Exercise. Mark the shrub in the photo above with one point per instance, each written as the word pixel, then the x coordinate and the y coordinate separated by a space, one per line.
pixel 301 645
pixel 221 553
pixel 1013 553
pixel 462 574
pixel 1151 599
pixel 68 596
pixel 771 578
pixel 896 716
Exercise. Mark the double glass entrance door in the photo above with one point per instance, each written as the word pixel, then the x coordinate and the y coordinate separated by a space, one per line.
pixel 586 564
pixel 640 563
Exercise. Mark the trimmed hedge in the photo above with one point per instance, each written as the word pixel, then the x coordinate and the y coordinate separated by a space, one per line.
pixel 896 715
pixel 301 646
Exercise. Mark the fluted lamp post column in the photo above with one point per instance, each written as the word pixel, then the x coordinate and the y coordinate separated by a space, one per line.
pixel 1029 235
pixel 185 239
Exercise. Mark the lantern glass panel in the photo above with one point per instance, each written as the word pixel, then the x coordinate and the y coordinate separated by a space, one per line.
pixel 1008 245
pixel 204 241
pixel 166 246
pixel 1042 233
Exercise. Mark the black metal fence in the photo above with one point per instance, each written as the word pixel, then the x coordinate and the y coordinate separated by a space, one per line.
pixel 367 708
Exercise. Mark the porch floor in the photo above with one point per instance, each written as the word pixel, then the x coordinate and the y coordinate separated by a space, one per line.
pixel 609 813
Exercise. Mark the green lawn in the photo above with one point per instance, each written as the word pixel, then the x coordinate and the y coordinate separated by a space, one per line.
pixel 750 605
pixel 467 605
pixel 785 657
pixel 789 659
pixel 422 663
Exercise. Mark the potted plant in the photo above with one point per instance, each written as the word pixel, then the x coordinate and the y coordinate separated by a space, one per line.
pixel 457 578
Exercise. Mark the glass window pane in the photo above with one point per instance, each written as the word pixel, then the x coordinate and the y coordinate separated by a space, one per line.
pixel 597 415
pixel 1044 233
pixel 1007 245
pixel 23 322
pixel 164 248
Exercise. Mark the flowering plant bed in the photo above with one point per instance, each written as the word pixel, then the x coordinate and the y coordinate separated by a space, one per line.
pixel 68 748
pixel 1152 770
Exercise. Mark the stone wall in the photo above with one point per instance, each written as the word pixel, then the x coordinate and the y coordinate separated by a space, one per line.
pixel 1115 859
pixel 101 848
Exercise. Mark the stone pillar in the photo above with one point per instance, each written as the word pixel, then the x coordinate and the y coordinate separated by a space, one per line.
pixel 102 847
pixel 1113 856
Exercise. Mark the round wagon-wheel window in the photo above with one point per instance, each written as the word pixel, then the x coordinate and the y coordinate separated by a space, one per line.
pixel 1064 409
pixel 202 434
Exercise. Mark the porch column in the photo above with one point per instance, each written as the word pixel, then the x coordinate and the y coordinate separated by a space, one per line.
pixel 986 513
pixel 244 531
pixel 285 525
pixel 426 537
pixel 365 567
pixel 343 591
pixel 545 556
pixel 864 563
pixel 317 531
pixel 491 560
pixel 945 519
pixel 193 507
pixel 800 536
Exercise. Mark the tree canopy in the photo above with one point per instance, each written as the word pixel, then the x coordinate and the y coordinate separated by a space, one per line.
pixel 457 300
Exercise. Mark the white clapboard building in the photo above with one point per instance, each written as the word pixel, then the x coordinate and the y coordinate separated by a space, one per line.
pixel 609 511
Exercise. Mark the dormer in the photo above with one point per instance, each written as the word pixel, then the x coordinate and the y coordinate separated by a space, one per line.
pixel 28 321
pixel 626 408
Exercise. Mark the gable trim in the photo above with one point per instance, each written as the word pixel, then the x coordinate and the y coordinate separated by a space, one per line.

+++

● **GIVEN PROBLEM**
Please retype all of the records above exactly as they appear.

● **RESULT OF THE TASK**
Exercise. Mark the shrub in the photo above with one point per instance, each written as the word pixel, then the x coordinate and the y coordinate separated by a space, one per line.
pixel 301 645
pixel 221 553
pixel 1013 553
pixel 462 574
pixel 1151 599
pixel 68 596
pixel 771 578
pixel 896 716
Exercise. Mark the double glass entrance door in the photo above with one point per instance, each written as the word pixel, then the x coordinate and the y coordinate separated by a space, one per line.
pixel 586 564
pixel 640 563
Exercise. Mark the trimmed hedge in the photo above with one point per instance, each written as the word pixel, then the x coordinate and the y coordinate separated by a space, one per line.
pixel 896 715
pixel 301 646
Exercise. Mark the fluted lamp post column in the photo above with one point per instance, each written as the word pixel, then the x coordinate and the y coordinate separated by a space, one per line.
pixel 1029 235
pixel 185 239
Exercise. Mark the lantern glass panel in the photo above with one point per instance, each written as the word pixel, then the x coordinate and the y coordinate separated by a space, one per line.
pixel 1008 245
pixel 204 241
pixel 166 246
pixel 1042 233
Exercise. Mark the black metal fence in the photo above with one point per instance, each written as the word pixel, then the x coordinate and the y coordinate separated by a space, one per line.
pixel 367 708
Exercise. Mark the porch floor in the photo above with one point per instance, each written as the word pixel, then the x coordinate and the y coordinate separated by a space, one per line.
pixel 609 813
Exercise. Mark the green lawn in the photo above with one point per instance, each written as the word pixel, then the x coordinate and the y coordinate separated by a space, one per line.
pixel 750 605
pixel 467 605
pixel 785 657
pixel 789 659
pixel 422 663
Exercise. Mark the potted plant in the photo above with one point per instance, each written as the word pixel, then the x coordinate and the y coordinate separated by a space, one per line.
pixel 457 578
Exercise. Mark the glass window pane in the photo above with one point per instance, each written as the word pixel, then the x coordinate and the y coordinate separated by a space, one per line.
pixel 597 415
pixel 1044 233
pixel 1007 245
pixel 23 322
pixel 164 248
Exercise. Mark the flowering plant bed in the photo above with one point per instance, each written as the word pixel, then the x coordinate and the y coordinate separated by a space, one per line.
pixel 68 748
pixel 1152 770
Exercise. Mark the stone wall in the photo above with one point per instance, each written as the word pixel, then the x coordinate and the y coordinate separated by a space, one per line.
pixel 1115 859
pixel 101 848
Exercise. Mark the stone pillar in the photo above with one point per instance, each written as the word pixel, then the x coordinate and the y coordinate separated by a space, one per line.
pixel 102 847
pixel 1113 856
Exercise. Mark the round wagon-wheel window in the photo above with one point per instance, each written as the word pixel, then the x coordinate and the y coordinate separated by a space, one per line.
pixel 1064 409
pixel 202 434
Exercise. Mark the porch column in the photo above with one point per instance, each written as the word pixel, then the x coordinate and the y coordinate separated by a space, one per line.
pixel 986 513
pixel 244 531
pixel 285 525
pixel 426 537
pixel 365 567
pixel 343 591
pixel 545 556
pixel 864 563
pixel 317 531
pixel 491 560
pixel 945 519
pixel 193 507
pixel 800 536
Exercise. Mark the tree canopy in the photo above with one point per instance, each written as the word pixel, then the x coordinate and the y coordinate separated by a space, one per line.
pixel 457 300
Exercise. Mark the white clapboard building in the photo above with one point per instance, each written as the word pixel, then the x coordinate and the y coordinate separated by a space, one per line.
pixel 609 511
Exercise. Mark the dormer in the photo above with one point per instance, each written as the word pixel, then the x coordinate and the y coordinate separated by a space, one per line.
pixel 28 321
pixel 626 408
Exercise. Mark the gable trim in the photo above with one point per instance, each written as the word pixel, then the x coordinate and the y coordinate separated by a space, one per line.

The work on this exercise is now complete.